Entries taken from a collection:
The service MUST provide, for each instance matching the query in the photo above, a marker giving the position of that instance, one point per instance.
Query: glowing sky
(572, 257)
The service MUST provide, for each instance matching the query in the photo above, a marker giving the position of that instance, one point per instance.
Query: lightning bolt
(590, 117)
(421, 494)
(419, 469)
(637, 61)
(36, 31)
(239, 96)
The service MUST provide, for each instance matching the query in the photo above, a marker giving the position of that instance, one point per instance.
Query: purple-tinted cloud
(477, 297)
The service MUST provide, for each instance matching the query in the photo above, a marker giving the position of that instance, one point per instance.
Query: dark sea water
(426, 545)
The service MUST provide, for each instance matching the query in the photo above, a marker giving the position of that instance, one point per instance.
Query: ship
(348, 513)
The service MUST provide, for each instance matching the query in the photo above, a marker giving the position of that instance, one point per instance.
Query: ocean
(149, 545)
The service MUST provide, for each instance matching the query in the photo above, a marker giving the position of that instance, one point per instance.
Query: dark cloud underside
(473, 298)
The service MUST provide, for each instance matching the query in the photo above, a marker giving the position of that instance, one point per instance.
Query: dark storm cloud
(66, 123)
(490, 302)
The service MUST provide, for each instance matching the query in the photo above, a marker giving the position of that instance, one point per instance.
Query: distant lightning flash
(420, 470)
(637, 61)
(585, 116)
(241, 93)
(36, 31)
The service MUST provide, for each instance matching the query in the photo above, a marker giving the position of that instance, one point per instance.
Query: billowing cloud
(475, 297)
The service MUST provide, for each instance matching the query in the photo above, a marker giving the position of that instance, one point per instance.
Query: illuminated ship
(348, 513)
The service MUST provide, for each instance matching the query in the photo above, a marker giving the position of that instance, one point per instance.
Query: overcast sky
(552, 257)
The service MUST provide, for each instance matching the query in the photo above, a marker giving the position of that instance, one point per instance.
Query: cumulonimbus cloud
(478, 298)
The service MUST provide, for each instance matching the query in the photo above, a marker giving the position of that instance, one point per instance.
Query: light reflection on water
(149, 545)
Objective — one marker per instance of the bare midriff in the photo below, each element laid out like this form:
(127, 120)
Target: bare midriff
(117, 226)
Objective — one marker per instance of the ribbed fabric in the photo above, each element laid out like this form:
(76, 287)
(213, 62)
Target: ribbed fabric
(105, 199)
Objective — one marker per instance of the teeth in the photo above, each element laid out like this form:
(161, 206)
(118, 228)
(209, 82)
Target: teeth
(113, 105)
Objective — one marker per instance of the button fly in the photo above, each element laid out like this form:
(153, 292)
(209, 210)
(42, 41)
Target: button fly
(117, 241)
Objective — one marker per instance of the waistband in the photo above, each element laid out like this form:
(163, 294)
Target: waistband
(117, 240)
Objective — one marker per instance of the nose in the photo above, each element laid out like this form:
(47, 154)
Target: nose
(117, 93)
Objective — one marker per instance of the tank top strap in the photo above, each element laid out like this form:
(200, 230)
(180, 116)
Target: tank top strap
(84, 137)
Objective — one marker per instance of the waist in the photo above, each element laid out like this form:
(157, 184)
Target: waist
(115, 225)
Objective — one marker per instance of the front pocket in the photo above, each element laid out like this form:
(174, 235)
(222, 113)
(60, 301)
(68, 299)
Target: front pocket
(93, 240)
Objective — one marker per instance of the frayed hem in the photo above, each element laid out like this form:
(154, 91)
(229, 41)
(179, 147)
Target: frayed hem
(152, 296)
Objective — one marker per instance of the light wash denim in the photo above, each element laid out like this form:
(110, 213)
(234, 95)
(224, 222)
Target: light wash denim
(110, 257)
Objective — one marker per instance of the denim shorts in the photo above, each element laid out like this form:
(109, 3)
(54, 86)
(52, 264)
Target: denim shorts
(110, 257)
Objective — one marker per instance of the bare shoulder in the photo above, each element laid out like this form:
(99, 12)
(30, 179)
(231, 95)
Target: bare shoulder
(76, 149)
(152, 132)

What is required — Word for word, copy the line containing "Target: button fly" and each line after it to the end of the records, and nothing besides.

Answer for this exercise —
Target: button fly
(117, 241)
Objective — one marker per instance of the waistband in the photo above, each element laid out like this form:
(163, 294)
Target: waistband
(117, 240)
Objective — one marker per instance of the nose in the photo above, each element laid out like this form:
(47, 154)
Target: nose
(117, 93)
Objective — one marker per instance of the tank top strap in the photo above, each element laid out like this form:
(200, 230)
(180, 116)
Target: tank top strap
(84, 137)
Objective — one marker per instance of the waist in the photo above, each element laid out like this form:
(157, 184)
Target: waist
(115, 225)
Objective — one marker per instance of the front pocket in the photo above, each element laid out like this form:
(174, 235)
(222, 113)
(60, 301)
(68, 299)
Target: front pocket
(93, 240)
Objective — one marker per instance of the frayed hem in the photo above, each element laid out like this form:
(154, 91)
(229, 41)
(179, 147)
Target: frayed hem
(152, 296)
Objective — one marker per instance of the light wash denim in the photo above, each element laid out like this form:
(110, 213)
(234, 95)
(224, 222)
Target: light wash denim
(110, 257)
Objective — one marker per instance of the denim shorts in the photo above, each element laid out like this form:
(109, 3)
(54, 86)
(52, 264)
Target: denim shorts
(110, 257)
Objective — one marker per instance of the bare shoulder in the photo above, each element laid out like this form:
(99, 12)
(30, 179)
(231, 95)
Target: bare shoulder
(76, 149)
(152, 132)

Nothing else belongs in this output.